Directive. Transcribe the records exactly from the line with "Where can the red" to the end, both included.

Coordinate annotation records

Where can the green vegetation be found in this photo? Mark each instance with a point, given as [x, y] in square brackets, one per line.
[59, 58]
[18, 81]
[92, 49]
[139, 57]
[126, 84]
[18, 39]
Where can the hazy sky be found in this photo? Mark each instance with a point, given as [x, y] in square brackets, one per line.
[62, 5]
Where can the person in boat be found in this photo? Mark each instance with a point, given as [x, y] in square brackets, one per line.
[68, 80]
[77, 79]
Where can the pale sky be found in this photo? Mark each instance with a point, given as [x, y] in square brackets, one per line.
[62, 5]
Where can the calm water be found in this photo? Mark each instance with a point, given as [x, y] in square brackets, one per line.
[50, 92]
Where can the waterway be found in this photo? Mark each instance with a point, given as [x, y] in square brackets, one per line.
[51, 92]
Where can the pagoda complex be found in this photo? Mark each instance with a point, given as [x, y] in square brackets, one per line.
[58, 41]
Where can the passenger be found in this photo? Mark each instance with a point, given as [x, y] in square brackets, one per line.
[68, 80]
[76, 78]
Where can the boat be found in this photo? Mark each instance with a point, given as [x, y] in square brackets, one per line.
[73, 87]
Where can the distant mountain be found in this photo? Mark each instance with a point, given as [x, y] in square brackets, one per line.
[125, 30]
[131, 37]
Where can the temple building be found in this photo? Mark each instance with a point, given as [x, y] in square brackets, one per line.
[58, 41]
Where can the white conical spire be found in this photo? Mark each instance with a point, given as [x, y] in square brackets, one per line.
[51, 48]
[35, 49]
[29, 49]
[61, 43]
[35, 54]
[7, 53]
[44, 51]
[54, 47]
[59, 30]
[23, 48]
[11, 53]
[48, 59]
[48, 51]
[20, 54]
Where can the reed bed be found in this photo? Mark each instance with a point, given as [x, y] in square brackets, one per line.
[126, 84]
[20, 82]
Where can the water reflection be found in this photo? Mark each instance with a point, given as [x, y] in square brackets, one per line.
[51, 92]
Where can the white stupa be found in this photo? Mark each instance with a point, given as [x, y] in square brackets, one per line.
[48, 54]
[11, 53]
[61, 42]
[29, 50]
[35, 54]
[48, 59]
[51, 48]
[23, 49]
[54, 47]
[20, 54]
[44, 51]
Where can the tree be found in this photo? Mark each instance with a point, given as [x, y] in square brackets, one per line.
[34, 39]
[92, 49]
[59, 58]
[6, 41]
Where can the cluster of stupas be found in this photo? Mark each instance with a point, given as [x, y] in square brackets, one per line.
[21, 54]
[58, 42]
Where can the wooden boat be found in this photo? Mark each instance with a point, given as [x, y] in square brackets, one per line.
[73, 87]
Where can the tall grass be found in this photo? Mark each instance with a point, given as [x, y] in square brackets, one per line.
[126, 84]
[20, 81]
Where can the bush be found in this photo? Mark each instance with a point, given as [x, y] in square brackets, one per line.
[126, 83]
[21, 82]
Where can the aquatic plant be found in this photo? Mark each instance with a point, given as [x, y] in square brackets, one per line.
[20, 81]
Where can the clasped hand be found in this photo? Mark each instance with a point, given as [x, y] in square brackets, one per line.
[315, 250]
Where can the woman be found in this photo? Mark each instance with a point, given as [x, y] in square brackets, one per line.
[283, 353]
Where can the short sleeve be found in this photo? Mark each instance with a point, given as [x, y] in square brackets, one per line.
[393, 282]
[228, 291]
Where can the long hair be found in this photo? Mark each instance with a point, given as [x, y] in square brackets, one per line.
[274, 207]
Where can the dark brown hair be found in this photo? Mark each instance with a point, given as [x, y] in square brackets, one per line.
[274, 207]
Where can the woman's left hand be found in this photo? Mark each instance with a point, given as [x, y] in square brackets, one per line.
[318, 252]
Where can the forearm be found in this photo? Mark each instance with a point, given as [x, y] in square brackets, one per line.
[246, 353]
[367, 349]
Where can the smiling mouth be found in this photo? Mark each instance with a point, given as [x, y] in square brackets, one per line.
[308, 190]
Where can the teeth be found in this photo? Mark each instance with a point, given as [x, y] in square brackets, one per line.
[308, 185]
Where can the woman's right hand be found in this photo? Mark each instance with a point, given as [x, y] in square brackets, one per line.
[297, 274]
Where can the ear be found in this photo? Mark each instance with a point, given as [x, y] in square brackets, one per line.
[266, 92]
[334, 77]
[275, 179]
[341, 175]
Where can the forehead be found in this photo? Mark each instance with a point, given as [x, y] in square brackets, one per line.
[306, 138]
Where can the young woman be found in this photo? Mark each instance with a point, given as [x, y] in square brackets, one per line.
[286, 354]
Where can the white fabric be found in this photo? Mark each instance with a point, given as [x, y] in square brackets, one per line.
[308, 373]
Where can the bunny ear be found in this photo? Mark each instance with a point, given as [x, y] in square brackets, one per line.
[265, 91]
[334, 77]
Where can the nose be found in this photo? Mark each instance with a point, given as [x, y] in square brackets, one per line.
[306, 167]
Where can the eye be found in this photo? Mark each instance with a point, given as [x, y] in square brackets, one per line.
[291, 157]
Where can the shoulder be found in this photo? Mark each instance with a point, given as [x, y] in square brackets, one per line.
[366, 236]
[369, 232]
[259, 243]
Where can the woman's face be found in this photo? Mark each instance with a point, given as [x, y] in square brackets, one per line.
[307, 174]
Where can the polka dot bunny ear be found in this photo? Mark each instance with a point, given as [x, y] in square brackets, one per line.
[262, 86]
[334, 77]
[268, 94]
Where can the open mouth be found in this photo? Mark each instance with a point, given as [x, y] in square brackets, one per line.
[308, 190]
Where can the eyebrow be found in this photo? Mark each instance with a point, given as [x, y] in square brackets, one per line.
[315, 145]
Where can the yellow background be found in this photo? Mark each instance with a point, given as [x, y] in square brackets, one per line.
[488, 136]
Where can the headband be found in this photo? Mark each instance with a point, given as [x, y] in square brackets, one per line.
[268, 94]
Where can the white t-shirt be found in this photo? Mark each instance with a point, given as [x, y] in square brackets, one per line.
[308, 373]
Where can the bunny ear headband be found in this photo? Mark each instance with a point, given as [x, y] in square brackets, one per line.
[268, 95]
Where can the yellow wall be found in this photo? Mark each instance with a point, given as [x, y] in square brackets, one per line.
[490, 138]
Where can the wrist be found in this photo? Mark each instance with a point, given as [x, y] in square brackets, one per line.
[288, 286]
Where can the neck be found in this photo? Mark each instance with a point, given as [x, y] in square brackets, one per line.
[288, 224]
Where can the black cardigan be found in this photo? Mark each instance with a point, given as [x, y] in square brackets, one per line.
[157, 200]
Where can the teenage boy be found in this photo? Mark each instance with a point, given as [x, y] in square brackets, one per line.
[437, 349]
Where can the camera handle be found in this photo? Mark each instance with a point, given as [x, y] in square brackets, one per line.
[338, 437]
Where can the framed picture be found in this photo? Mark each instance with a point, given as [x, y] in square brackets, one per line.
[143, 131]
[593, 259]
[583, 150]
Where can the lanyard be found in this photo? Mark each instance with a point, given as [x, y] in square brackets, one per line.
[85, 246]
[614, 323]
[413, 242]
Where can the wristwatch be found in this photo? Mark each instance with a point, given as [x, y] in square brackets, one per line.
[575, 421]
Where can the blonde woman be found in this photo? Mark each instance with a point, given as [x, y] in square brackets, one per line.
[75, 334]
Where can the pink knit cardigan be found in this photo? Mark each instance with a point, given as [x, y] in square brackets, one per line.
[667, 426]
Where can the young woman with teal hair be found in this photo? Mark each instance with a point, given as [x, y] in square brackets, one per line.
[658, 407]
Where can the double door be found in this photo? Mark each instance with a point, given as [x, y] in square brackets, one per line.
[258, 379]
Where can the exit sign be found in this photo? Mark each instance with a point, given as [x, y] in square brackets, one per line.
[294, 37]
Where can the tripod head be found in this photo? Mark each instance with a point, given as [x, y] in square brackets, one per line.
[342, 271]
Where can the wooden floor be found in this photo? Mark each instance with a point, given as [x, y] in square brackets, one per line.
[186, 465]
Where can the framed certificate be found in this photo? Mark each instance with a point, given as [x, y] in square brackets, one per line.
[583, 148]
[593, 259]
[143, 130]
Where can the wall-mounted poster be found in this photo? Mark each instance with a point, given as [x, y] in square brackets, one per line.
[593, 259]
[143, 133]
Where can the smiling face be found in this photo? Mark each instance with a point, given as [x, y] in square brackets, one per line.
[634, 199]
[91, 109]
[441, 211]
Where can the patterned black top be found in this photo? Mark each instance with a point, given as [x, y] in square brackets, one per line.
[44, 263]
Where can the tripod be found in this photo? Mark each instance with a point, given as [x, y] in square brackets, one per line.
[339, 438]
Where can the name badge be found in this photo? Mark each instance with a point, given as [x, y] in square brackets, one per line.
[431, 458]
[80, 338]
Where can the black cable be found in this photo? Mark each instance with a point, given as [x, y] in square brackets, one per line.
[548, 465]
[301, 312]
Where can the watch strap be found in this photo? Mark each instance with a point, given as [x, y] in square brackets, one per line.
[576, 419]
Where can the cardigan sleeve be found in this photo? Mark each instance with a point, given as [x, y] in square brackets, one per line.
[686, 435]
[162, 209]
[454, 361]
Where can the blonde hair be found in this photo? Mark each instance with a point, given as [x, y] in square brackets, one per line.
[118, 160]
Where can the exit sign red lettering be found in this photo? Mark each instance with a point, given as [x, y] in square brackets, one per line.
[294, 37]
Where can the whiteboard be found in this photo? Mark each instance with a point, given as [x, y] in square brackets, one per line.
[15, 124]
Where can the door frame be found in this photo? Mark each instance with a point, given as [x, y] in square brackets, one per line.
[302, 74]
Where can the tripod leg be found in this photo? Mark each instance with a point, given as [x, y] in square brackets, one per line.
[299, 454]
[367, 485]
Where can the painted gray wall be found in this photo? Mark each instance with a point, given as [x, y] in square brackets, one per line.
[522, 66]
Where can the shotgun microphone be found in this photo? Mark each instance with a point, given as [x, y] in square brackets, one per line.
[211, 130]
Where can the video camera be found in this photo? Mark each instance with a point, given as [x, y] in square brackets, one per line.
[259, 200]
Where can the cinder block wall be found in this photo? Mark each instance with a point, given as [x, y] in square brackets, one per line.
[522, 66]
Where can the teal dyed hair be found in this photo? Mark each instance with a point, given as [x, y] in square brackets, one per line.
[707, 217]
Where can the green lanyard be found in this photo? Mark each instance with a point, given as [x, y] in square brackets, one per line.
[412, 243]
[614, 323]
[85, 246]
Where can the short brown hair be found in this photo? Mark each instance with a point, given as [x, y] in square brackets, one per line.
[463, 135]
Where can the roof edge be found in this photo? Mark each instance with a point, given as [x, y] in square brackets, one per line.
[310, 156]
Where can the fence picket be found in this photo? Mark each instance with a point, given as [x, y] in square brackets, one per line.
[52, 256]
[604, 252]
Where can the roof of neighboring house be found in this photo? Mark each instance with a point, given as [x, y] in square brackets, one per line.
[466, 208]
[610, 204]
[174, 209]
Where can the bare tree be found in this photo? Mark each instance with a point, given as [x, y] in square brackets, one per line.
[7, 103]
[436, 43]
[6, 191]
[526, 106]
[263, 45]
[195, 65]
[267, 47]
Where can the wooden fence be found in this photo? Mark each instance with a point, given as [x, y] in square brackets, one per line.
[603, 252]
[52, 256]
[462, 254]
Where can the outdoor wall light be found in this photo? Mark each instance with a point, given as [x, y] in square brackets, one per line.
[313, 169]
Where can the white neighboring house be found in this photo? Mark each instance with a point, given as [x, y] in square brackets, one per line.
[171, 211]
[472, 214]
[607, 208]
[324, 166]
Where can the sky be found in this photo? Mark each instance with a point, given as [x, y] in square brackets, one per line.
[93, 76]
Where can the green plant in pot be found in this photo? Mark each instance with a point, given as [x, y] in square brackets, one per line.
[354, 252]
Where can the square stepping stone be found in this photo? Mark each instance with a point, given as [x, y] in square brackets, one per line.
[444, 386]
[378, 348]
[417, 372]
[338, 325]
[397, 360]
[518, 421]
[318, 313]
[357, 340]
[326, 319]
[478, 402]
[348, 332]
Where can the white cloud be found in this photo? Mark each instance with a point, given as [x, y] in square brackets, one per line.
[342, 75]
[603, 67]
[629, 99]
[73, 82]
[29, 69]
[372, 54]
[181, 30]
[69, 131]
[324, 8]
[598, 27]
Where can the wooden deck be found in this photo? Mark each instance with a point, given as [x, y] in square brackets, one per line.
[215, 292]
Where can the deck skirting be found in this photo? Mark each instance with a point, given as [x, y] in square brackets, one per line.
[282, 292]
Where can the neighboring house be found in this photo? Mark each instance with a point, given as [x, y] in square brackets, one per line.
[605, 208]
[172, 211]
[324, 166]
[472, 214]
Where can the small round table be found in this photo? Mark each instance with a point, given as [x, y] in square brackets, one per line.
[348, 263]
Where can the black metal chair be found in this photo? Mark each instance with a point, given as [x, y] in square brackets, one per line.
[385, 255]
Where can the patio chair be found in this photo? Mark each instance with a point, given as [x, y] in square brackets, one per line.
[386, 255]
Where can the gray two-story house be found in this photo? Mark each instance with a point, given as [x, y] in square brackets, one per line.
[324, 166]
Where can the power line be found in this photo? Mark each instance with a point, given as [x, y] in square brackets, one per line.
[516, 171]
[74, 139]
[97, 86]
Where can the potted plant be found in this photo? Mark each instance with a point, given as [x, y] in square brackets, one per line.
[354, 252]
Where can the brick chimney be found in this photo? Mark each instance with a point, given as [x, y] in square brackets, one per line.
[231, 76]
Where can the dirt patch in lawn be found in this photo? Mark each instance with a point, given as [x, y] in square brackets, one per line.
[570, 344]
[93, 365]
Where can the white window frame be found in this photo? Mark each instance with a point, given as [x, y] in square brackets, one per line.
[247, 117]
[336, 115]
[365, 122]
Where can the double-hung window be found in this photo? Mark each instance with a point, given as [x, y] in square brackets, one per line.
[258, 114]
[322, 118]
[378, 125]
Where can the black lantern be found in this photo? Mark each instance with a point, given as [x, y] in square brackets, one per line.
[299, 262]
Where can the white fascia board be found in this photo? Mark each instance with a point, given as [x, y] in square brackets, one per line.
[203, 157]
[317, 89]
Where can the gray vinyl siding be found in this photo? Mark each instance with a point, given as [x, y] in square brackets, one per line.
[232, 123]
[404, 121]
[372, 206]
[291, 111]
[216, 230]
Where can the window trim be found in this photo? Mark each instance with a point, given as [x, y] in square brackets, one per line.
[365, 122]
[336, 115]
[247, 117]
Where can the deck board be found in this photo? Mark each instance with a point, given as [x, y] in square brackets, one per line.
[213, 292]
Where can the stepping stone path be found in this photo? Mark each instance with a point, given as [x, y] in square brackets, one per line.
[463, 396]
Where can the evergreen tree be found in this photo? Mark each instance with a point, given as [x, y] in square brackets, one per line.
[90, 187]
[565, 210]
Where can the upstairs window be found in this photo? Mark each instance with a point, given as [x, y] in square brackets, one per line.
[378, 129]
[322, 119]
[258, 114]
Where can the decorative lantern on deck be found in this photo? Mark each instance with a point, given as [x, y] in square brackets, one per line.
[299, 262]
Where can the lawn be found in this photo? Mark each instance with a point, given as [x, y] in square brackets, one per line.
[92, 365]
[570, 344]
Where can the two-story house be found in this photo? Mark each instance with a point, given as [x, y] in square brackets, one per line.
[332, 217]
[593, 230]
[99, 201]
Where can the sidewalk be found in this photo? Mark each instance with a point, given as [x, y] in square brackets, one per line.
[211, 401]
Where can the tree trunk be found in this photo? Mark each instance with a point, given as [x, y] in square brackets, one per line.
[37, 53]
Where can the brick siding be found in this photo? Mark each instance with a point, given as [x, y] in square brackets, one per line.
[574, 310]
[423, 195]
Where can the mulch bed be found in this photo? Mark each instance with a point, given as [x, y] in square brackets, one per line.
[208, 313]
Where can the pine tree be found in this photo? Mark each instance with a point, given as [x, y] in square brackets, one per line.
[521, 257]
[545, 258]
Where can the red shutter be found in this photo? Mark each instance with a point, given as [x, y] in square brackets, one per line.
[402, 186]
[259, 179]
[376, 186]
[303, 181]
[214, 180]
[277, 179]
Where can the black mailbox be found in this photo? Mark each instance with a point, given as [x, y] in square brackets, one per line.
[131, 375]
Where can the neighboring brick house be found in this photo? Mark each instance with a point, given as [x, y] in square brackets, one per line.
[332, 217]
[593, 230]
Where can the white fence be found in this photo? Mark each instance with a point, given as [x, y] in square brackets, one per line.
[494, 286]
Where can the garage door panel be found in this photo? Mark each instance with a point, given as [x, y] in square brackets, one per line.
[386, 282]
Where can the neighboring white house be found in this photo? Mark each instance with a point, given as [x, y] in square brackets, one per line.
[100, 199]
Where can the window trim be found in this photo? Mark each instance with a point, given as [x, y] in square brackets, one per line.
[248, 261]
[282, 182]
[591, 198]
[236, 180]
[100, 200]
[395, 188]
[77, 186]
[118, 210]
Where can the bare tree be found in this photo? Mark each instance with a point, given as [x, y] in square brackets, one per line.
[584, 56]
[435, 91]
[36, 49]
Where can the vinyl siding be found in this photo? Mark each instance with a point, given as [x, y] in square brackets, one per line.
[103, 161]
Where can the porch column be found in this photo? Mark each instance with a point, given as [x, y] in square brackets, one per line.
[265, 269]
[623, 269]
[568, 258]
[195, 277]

Correct output.
Where can the red shutter be found in this photo? Mark each instance with a point, given as [x, y] in square brackets, one per line.
[402, 186]
[259, 179]
[376, 186]
[303, 181]
[214, 180]
[277, 179]
Where can the black mailbox be found in this photo? Mark each instance with a point, given as [x, y] in square brackets, one per line.
[131, 375]
Where can the neighboring brick house be found in this photo? Mark each instance with a point, given as [x, y] in square brackets, one per line.
[332, 217]
[593, 230]
Where can the white fence be found in this photo? Mark each instance with a point, given as [x, y] in square brackets, one per line.
[494, 286]
Where can the garage door panel be found in this photo? Mark each instance with a point, given as [x, y] in square brackets, one per line.
[386, 282]
Where can the neighboring white house be found in this photo? Mark each instance with a point, given as [x, y] in square brackets, one per line.
[100, 199]
Where can the window trim be found in this photo? Mark each instance with a point, given as [x, y] in square brackets, one per line.
[248, 261]
[282, 182]
[591, 198]
[236, 180]
[100, 200]
[395, 188]
[77, 186]
[118, 210]
Where can the bare tree be found in this photo? Mark each instance with a point, given as [x, y] in square brackets, one per line.
[584, 56]
[435, 91]
[36, 49]
Where can the vinyl siding be found in this photo? Mark each instance with a point, given as [x, y] in square brackets, one per line.
[103, 161]
Where can the porch column be found in this photo? Mark each instance with a point, given as [x, y] in square brackets, one per line.
[265, 269]
[623, 269]
[568, 258]
[195, 277]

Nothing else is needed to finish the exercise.